## PASSAGE TO READ
When you get into the insatiable markets of feed and fuel, which GPRE is already in, are we going to be able to compete and are we going to have materials to move to those, and the answer is yes.
As you ride down the ASP (average selling price) you are going to be able to enter into those large markets, and GPRE has already got infrastructure and scaled trading platforms – all the things that are in commodity-based markets. It helps that we don’t have to worry about that. We can stay grounded in being a lowest cost provider for a unit of biomass.
What are the goals for the five-acre algae cultivation facility you now have in development?
The goals for that are to have offtakes in place. We have an acre and a half facility in Iowa with outdoor reactors where we’ve been growing material for customers who will be entering into offtake agreements for products in different groups – nutraceuticals, feed, and high-value oils.
Do you intend to process the algae into fuel at the facility?
Depending on the customer, we’re going to bring it to the feedstock they need. We have no interest in taking it down to the product level. For instance if the customer wants a dry wholesale algae flake, paste or extracted oil we will bring it to that form. Our goal is to be the feedstock provider, and then they develop their own I.P., their own mix formulation, and their own beneficial uses of the product.
Describe the cultivation procedure you use.

## AIM OF THE TASK
Please repeat the interview excerpt, beginning at the words "As you ride" and stopping after "and high-value oils.", and swap "biomass" for "feedstock". These items come from a separate source.

## INFORMATION PROVIDED

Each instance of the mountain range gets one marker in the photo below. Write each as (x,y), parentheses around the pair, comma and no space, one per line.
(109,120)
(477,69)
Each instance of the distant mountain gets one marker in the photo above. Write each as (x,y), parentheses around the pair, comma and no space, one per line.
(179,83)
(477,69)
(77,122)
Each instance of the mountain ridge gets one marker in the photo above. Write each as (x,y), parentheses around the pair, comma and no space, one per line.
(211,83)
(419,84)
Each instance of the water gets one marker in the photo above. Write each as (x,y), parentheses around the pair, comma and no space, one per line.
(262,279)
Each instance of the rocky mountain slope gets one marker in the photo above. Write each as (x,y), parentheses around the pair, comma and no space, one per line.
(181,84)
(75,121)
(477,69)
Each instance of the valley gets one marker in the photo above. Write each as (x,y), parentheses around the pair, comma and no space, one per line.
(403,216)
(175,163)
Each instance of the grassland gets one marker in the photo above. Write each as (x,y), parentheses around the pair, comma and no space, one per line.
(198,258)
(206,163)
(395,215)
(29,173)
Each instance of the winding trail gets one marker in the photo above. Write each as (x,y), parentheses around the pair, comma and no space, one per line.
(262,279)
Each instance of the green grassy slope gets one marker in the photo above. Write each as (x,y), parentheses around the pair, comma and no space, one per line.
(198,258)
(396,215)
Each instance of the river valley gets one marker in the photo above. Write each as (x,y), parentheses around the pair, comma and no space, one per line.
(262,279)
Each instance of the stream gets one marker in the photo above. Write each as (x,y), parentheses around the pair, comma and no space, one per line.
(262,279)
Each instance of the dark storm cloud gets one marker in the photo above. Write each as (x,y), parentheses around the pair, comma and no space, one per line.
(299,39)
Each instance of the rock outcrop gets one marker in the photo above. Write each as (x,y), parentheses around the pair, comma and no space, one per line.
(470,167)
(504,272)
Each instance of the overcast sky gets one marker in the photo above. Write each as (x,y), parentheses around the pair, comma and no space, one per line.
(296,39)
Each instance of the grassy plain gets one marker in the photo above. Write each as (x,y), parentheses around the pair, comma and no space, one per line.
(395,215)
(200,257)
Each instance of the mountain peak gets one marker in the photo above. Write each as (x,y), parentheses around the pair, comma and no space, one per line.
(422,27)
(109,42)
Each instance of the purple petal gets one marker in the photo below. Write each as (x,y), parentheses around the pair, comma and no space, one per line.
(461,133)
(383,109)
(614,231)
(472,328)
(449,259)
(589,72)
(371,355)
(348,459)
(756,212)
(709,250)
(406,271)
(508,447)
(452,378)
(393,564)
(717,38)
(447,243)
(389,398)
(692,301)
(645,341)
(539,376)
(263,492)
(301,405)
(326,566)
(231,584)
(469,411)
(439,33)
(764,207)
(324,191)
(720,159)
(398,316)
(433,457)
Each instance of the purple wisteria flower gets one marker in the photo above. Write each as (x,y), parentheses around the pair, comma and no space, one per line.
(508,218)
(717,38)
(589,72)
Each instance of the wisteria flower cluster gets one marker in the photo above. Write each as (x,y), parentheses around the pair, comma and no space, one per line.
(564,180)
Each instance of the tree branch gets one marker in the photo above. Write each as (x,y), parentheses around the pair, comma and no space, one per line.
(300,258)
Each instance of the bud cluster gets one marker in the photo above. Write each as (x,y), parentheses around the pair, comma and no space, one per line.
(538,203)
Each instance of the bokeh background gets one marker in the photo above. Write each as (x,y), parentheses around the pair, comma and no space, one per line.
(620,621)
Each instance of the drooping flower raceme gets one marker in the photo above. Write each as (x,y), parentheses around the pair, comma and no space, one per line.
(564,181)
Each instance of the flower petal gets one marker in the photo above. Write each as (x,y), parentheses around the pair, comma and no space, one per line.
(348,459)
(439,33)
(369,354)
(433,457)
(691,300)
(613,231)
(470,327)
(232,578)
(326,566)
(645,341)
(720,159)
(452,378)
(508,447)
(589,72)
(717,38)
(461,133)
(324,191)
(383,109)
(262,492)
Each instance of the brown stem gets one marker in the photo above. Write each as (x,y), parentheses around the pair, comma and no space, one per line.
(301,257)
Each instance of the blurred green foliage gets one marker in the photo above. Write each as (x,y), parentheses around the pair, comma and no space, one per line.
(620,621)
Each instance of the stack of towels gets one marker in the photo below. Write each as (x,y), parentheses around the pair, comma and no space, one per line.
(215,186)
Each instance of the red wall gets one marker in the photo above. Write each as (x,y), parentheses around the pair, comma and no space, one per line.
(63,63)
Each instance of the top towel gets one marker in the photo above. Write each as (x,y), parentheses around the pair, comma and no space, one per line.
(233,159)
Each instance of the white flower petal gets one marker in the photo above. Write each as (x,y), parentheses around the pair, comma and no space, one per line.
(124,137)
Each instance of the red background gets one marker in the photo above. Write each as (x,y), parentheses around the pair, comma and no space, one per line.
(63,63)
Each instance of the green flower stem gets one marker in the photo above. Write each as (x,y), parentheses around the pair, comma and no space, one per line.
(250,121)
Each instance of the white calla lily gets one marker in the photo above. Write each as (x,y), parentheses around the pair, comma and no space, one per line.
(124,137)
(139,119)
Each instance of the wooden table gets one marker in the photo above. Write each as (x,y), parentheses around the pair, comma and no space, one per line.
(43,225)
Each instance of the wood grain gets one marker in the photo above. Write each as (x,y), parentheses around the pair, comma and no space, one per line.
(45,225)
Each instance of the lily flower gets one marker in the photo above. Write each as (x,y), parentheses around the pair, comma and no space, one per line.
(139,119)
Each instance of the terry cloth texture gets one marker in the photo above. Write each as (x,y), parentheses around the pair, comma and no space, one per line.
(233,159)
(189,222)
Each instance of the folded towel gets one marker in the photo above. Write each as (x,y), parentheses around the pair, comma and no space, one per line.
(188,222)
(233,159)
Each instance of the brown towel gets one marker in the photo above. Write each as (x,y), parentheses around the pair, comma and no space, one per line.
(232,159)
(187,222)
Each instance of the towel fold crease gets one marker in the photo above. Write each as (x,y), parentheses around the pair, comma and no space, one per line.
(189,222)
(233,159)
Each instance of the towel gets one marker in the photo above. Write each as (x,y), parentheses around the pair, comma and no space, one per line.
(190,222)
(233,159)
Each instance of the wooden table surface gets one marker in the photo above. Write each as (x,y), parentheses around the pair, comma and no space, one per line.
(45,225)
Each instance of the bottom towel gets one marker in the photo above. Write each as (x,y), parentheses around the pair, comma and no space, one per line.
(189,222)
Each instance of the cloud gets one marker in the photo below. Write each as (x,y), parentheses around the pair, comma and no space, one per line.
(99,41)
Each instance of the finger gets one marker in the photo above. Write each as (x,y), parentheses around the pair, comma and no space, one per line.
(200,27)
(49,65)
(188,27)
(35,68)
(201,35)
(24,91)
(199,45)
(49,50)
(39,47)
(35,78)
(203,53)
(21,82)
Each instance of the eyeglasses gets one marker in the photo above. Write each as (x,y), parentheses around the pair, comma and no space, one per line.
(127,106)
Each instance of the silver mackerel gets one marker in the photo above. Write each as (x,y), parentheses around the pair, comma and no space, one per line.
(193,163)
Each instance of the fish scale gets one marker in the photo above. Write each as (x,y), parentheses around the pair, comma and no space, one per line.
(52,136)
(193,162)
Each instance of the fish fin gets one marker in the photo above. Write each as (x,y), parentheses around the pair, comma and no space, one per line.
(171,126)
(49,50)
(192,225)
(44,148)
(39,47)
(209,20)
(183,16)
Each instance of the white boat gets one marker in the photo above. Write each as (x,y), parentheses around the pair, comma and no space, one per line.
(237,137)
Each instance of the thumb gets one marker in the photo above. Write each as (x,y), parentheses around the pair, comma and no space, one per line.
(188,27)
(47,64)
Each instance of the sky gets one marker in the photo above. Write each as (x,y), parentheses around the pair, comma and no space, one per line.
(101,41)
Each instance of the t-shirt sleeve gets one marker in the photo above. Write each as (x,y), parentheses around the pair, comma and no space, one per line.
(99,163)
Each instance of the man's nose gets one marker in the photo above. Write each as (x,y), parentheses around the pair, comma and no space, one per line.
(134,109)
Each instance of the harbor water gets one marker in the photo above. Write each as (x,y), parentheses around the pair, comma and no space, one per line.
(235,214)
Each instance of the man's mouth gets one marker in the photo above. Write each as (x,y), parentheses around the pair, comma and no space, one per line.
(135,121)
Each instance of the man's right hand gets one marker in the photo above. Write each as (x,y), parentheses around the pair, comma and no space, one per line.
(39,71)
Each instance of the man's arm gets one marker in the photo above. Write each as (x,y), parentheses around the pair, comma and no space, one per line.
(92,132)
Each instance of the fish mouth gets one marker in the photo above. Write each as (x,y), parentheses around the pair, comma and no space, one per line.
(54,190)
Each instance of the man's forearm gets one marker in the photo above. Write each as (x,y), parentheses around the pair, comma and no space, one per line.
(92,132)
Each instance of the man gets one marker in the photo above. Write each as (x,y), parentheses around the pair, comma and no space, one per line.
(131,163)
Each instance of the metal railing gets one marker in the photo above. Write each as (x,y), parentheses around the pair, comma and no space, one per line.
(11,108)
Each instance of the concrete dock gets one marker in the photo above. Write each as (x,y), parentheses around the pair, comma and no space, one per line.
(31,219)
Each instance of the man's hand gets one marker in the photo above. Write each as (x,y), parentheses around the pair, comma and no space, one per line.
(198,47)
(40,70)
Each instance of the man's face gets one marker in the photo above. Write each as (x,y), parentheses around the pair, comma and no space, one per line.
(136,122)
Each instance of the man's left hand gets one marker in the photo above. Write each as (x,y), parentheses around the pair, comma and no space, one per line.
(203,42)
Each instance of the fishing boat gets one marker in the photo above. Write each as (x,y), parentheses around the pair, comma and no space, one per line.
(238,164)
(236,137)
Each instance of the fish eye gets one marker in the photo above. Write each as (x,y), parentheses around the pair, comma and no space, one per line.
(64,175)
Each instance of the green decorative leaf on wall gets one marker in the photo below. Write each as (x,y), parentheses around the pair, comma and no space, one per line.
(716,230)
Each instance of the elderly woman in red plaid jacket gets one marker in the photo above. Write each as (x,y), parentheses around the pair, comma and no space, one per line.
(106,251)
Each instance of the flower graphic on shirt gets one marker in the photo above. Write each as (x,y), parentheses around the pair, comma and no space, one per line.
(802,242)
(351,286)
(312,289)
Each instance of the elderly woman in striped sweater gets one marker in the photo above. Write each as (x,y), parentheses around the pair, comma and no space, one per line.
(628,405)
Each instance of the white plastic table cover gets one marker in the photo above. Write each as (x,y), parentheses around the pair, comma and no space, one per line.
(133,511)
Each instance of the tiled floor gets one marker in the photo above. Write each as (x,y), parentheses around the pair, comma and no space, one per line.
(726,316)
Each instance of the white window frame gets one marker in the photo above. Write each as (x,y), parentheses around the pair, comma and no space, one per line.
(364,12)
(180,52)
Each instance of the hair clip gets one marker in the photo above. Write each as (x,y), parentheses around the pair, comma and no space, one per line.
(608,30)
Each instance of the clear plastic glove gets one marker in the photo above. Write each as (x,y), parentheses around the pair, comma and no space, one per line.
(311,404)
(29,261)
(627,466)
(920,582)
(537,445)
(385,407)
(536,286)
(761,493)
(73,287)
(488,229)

## SOLUTION TO THIS EXERCISE
As you ride down the ASP (average selling price) you are going to be able to enter into those large markets, and GPRE has already got infrastructure and scaled trading platforms – all the things that are in commodity-based markets. It helps that we don’t have to worry about that. We can stay grounded in being a lowest cost provider for a unit of feedstock.
What are the goals for the five-acre algae cultivation facility you now have in development?
The goals for that are to have offtakes in place. We have an acre and a half facility in Iowa with outdoor reactors where we’ve been growing material for customers who will be entering into offtake agreements for products in different groups – nutraceuticals, feed, and high-value oils.